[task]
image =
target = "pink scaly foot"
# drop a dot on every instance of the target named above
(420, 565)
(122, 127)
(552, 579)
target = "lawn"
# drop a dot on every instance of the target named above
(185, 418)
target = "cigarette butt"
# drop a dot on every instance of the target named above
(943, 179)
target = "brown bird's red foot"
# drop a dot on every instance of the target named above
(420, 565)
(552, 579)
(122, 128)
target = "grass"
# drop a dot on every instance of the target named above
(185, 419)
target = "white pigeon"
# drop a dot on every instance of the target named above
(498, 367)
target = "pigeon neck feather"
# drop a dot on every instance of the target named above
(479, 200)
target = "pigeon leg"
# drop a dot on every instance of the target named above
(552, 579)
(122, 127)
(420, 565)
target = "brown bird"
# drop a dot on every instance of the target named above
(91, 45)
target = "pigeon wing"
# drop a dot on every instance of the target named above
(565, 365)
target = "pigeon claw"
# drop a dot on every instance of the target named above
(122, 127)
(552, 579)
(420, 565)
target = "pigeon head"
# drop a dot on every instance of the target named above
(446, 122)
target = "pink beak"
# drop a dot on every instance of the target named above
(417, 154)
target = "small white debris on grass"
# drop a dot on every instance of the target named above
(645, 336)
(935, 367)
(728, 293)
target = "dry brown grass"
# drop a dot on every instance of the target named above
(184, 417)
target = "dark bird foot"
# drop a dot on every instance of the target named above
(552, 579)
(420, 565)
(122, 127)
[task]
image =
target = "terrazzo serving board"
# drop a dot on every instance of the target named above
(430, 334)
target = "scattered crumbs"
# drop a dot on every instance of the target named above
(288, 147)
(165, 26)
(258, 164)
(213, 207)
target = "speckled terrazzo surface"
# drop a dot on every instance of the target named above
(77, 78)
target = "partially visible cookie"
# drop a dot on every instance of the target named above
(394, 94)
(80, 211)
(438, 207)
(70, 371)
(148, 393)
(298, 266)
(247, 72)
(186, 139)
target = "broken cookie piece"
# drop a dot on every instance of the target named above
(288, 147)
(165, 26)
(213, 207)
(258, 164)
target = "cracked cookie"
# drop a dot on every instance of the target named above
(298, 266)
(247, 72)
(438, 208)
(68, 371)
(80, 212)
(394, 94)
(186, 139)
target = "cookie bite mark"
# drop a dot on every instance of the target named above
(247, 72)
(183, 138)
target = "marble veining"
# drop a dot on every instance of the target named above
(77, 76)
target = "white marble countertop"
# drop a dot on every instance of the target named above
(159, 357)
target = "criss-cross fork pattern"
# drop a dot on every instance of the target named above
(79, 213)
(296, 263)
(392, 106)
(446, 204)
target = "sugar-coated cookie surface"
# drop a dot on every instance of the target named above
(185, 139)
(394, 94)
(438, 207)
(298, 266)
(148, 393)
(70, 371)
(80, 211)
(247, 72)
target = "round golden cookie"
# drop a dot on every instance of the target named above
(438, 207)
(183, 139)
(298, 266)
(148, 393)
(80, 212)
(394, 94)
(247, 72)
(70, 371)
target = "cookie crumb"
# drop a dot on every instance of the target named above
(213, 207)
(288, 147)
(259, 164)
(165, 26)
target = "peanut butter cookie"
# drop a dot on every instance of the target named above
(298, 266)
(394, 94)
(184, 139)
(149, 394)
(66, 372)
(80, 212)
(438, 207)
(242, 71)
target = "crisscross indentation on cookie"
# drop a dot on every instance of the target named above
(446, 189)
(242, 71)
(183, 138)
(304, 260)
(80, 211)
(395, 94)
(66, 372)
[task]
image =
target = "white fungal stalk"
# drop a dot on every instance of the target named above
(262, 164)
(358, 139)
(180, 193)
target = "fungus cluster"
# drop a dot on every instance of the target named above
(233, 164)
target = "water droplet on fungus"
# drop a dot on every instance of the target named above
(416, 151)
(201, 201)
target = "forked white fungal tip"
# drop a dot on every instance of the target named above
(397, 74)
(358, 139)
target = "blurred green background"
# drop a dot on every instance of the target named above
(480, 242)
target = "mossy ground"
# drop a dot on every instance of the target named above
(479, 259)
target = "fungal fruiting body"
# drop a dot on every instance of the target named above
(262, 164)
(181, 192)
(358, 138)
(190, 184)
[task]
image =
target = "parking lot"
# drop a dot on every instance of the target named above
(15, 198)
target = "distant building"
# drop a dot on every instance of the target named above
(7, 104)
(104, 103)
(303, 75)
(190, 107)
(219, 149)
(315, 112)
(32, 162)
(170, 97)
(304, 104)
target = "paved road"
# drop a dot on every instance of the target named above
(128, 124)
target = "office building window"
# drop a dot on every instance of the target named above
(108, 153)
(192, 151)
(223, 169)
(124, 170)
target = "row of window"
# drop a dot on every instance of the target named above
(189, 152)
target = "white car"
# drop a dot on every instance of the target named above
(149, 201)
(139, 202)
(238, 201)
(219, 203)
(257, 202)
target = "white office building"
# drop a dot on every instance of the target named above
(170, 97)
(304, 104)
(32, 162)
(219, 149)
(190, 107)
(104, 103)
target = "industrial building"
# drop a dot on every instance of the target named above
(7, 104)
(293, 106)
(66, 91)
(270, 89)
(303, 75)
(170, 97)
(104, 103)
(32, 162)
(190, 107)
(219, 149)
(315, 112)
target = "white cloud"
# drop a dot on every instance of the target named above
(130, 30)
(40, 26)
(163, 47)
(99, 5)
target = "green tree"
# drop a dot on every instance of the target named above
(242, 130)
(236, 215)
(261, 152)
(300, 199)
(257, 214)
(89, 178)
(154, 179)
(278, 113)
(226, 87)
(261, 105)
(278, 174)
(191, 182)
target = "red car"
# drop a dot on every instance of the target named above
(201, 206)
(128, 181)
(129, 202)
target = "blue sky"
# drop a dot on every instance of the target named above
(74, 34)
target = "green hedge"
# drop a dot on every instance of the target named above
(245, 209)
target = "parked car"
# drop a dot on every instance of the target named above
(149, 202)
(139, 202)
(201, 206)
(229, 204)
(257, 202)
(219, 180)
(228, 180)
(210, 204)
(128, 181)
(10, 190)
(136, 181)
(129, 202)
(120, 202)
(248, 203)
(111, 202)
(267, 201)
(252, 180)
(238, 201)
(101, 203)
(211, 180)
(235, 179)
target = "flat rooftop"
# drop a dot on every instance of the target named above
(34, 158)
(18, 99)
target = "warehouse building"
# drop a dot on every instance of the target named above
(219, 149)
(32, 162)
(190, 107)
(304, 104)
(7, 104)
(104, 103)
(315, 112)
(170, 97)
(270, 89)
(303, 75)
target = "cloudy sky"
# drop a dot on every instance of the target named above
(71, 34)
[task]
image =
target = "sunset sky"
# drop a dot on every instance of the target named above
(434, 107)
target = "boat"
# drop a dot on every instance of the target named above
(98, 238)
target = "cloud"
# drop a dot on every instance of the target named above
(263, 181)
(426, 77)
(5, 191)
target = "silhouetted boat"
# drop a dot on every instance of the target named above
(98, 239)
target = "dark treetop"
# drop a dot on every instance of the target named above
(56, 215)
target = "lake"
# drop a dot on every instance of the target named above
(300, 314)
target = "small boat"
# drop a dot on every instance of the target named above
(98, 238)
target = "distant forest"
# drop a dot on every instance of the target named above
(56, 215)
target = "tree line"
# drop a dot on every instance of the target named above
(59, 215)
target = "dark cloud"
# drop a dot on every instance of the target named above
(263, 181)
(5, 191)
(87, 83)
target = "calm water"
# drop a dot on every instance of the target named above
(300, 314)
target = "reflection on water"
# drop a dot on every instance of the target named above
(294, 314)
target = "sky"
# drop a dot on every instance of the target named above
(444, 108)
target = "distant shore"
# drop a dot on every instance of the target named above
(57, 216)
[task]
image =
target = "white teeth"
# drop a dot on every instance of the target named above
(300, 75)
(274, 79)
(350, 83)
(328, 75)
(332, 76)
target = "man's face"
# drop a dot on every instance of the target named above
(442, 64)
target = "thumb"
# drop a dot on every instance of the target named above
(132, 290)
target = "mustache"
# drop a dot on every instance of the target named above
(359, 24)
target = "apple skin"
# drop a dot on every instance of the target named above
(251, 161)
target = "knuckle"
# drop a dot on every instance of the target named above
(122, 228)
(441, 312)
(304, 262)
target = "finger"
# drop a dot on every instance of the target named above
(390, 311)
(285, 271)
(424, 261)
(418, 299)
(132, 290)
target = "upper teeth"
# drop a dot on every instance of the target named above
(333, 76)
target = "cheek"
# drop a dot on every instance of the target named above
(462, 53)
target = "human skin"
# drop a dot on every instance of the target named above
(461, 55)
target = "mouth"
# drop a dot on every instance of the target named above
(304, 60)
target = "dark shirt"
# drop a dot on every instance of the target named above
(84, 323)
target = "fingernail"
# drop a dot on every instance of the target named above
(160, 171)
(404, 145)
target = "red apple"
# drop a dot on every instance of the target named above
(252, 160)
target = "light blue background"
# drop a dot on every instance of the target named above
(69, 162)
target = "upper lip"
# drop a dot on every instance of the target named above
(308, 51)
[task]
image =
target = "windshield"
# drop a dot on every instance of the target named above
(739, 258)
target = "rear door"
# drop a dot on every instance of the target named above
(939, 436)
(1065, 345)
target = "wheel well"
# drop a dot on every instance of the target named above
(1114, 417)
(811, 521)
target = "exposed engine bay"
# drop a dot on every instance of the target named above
------
● **Task brief**: Pick out every line of the data that contains the word "skin", treating uppercase and lowercase as different.

● **Exercise solution**:
target = "apple skin"
target = "human skin"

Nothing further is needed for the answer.